Data:

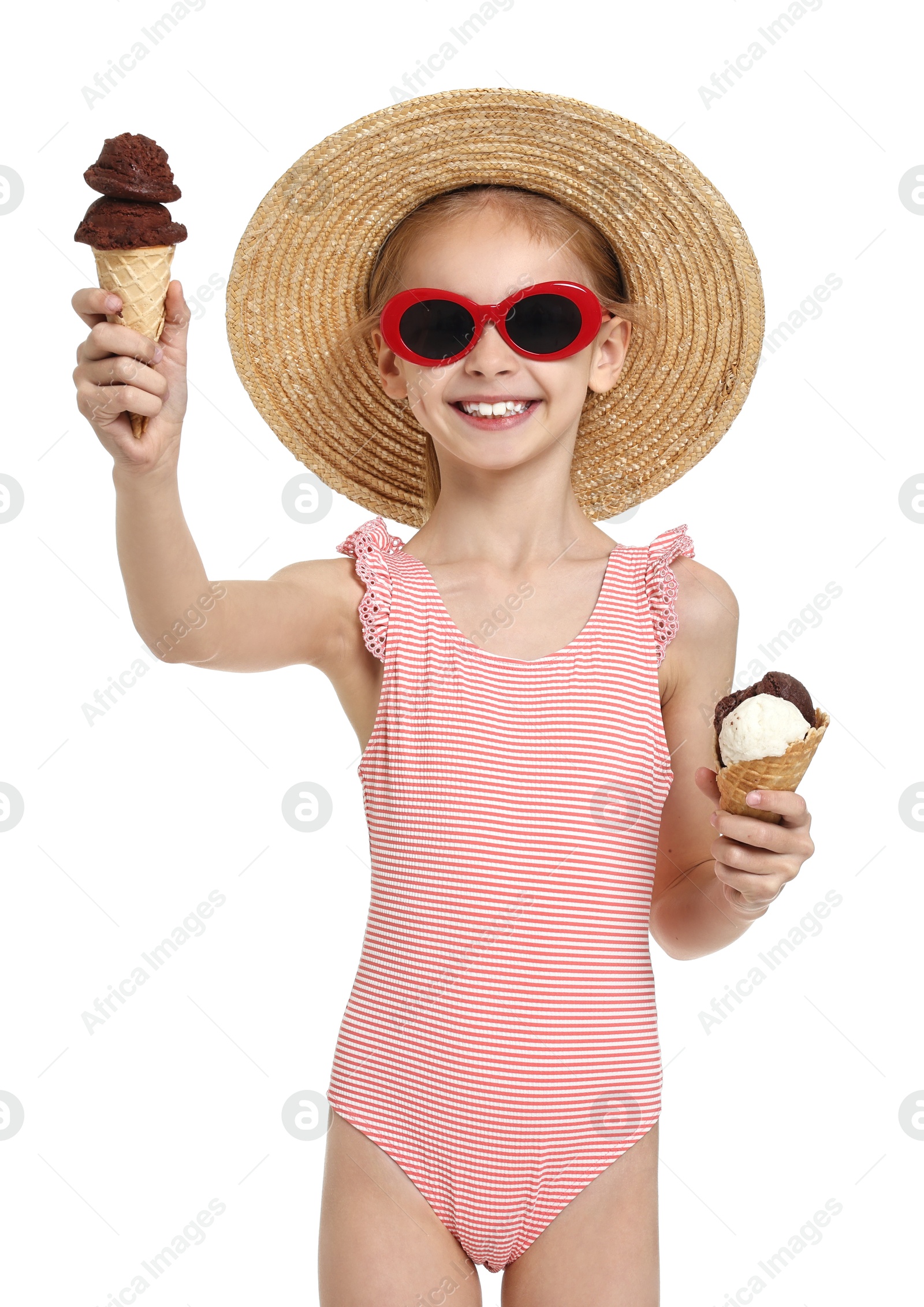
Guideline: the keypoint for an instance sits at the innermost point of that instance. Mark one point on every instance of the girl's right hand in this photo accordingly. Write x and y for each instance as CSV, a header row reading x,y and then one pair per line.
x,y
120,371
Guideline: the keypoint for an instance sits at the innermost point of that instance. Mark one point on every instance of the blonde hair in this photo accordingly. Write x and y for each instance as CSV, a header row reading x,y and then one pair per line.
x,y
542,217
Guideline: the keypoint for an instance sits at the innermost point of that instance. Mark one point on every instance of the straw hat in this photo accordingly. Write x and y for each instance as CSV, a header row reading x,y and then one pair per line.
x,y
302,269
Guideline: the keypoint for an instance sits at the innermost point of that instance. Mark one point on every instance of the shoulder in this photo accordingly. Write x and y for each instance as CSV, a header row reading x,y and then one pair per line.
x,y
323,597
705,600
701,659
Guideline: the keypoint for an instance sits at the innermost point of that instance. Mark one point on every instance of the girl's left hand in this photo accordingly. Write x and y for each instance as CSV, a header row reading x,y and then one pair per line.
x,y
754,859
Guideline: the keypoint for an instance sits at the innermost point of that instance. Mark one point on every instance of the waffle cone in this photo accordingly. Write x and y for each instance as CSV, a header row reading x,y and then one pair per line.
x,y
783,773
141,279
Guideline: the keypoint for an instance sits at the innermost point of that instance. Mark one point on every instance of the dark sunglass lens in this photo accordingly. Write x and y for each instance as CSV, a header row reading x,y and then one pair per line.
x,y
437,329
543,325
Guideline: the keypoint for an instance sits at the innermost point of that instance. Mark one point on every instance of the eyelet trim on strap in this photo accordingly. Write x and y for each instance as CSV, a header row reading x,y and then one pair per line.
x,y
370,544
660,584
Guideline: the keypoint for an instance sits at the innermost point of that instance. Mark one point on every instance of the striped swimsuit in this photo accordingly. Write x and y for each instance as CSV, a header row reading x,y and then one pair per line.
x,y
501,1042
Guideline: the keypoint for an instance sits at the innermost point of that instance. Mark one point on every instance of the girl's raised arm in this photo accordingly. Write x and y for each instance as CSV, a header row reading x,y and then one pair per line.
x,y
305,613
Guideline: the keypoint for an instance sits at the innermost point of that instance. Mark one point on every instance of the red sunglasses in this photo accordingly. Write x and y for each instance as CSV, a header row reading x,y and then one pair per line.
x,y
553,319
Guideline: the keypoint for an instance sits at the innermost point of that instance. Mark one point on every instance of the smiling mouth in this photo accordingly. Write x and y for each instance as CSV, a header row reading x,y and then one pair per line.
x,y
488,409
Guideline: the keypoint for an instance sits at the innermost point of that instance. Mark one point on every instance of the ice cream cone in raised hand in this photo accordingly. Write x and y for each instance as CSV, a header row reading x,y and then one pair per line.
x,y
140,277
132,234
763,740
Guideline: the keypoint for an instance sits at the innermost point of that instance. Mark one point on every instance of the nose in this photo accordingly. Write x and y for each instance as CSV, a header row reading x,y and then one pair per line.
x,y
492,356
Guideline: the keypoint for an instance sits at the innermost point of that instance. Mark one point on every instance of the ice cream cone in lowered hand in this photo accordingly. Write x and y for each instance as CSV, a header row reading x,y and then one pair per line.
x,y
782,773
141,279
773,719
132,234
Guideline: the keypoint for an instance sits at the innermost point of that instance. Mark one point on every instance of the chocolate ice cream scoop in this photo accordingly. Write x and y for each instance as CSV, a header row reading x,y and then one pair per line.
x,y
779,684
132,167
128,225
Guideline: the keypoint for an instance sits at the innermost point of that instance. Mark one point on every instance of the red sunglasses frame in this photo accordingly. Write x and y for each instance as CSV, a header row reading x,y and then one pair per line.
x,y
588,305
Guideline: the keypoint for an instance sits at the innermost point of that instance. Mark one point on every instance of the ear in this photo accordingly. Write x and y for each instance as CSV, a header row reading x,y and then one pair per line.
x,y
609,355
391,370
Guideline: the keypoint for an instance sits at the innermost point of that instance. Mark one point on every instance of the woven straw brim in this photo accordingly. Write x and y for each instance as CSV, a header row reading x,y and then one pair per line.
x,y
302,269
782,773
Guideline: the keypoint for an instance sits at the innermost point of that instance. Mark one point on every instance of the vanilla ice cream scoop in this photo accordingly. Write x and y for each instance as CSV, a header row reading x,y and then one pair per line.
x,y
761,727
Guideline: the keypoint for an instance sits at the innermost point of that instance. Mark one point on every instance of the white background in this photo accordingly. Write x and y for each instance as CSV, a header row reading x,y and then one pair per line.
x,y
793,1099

Required task:
Put every line above, except the pictures, into a JSON list of strings, one string per line, skipping blank lines.

The output:
[
  "Guideline: the keypoint for an instance sits at the innermost point of that instance. Mark one point on every instance of the girl's right hand in this photo accordingly. Write x and y for each instance as CSV, a header row reading x,y and then one pair per line.",
  "x,y",
  "120,371",
  "Guideline: the keypoint for an instance sits at the innermost point of that instance. Mark one point on every instance of the blonde hair in this photo accordingly. Write x and y for each instance as CSV, a header row reading x,y and then one pair per line.",
  "x,y",
  "542,217",
  "Guideline: the keypoint for an instance sits at the innermost point of that instance. Mark one point on every instance of the straw hat in this photo accordingly. Write x and y for each instance as CSV, a header row reading x,y and then one pair per line.",
  "x,y",
  "302,269",
  "Guideline: the keypoint for an instance sits at the innermost point of that instance. Mark one point on every instance of the shoulder in this photo accordingly. Write x and y for each instance as CSV, a header row reading x,y and then one pair per line.",
  "x,y",
  "323,597",
  "705,600",
  "701,659",
  "Guideline: the keypoint for an instance sits at the innermost point of that instance. Mark one point on every instance of the girl's left hand in this photo accordingly. Write x and y for each instance as CSV, a header row reading x,y and then one pair per line.",
  "x,y",
  "754,859",
  "Guideline: the keypoint for an instance sits at the innermost point of that instance. Mark one point on every instance of the waffle cone in this photo accordingly. Write x and y for each instance as CSV, a header row reading x,y and then one pair per line.",
  "x,y",
  "783,773",
  "141,279",
  "Guideline: the keypoint for an instance sits at the innermost point of that instance. Mark one point on every instance of the dark sunglass lens in this photo accordingly. Write x and y for each instance as CSV, a header row reading x,y and then one pair per line.",
  "x,y",
  "437,329",
  "543,325",
  "Guideline: the keypoint for an instance sits at the innermost point of that instance. Mark one point on every instance of the eyelet trim on strap in this photo accordingly. Write x and y for each instance as CSV, a header row reading x,y and then one pair per line.",
  "x,y",
  "370,544",
  "660,584",
  "Guideline: the keypoint for an instance sits at the innermost point of that instance. Mark one point on every instance of the striped swimsuit in this photo accordingly. Write x and y for each instance as CSV, a header row reading x,y and then one pair per line.",
  "x,y",
  "501,1042",
  "Guideline: the keypoint for an instance sits at the innermost point of that instance. Mark one point on every instance of the girl's raised arm in this photo accordingly. Write x and y for each instance as CSV, a header row reading x,y and then one pair per line.",
  "x,y",
  "305,613",
  "Guideline: the keypoint for an instance sits at the innermost point of that instance. Mark one point on every instance of the red sunglasses in this photo accordingly. Write x and y for each instance as CSV, a header row reading x,y and then one pair per line.",
  "x,y",
  "553,319",
  "Guideline: the keypoint for an instance sits at the innermost point of that instance. Mark one point on every instance of the smiling mouth in this photo accordingly. Write x and y for each instance as CSV, a header row reading x,y and then one pair per line.",
  "x,y",
  "488,409",
  "Guideline: the keypoint for an instance sits at the innermost point of that instance. Mark one point on every instance of the ice cream cone in raised hand in this photo accordingly. Write x and y for each instance as CSV, a header row reading x,y and then one pair per line.",
  "x,y",
  "140,277",
  "132,234",
  "763,740",
  "Guideline: the keypoint for an instance sits at the innermost point of that instance. Mark one point on every instance of the nose in this photo accordingly. Write x and y for each instance as CSV, a header row reading x,y and then one pair per line.",
  "x,y",
  "492,356",
  "Guideline: the keypoint for an instance sits at the innermost point of that instance. Mark one point on every instance of the ice cream cone in lowered hand in this photo accordingly. Write x and y for each instance as CSV, a header row reading x,y and then one pair per line.",
  "x,y",
  "782,773",
  "141,279",
  "773,719",
  "132,234",
  "Guideline: the keypoint for an instance sits at the innermost point of that instance. Mark one point on every instance of the chocolate ice cream scoop in this photo accordingly. Write x and y for each instance as CSV, a header row reading x,y and then one pair per line.",
  "x,y",
  "779,684",
  "132,167",
  "128,225",
  "Guideline: the keypoint for an instance sits at the innermost point of that instance. Mark one point on every instance of the red sunglasses frame in this photo accordingly. Write x and y for each instance as CSV, a header row reading x,y and then one pair per line.",
  "x,y",
  "588,305",
  "Guideline: the keypoint for an instance sits at the innermost point of that instance. Mark one point on every instance of the ear in this photo accordingly. Write x and y for each instance as CSV, a header row reading x,y and then one pair per line.",
  "x,y",
  "609,355",
  "391,370",
  "Guideline: the keypoint for an instance sits at the innermost point of that instance. Mark one point on every instance of the woven straw brim in this photo accordingly. Write x and y for each instance as CSV, a header row reading x,y and then one pair per line.",
  "x,y",
  "302,269",
  "782,773",
  "Guideline: the keypoint for an instance sits at the innermost point of that instance. Mark one point on every instance of the vanilla ice cream scoop in this photo accordingly. Write x and y for each instance as CSV, a header row reading x,y and then one pair per line.",
  "x,y",
  "761,727",
  "Guideline: the keypoint for an instance sits at the innermost point of that instance. Mark one point on every instance of the white background in this photo accordingly. Write x and y for each instance as CSV, a header row reading x,y and then one pair per line.",
  "x,y",
  "793,1099"
]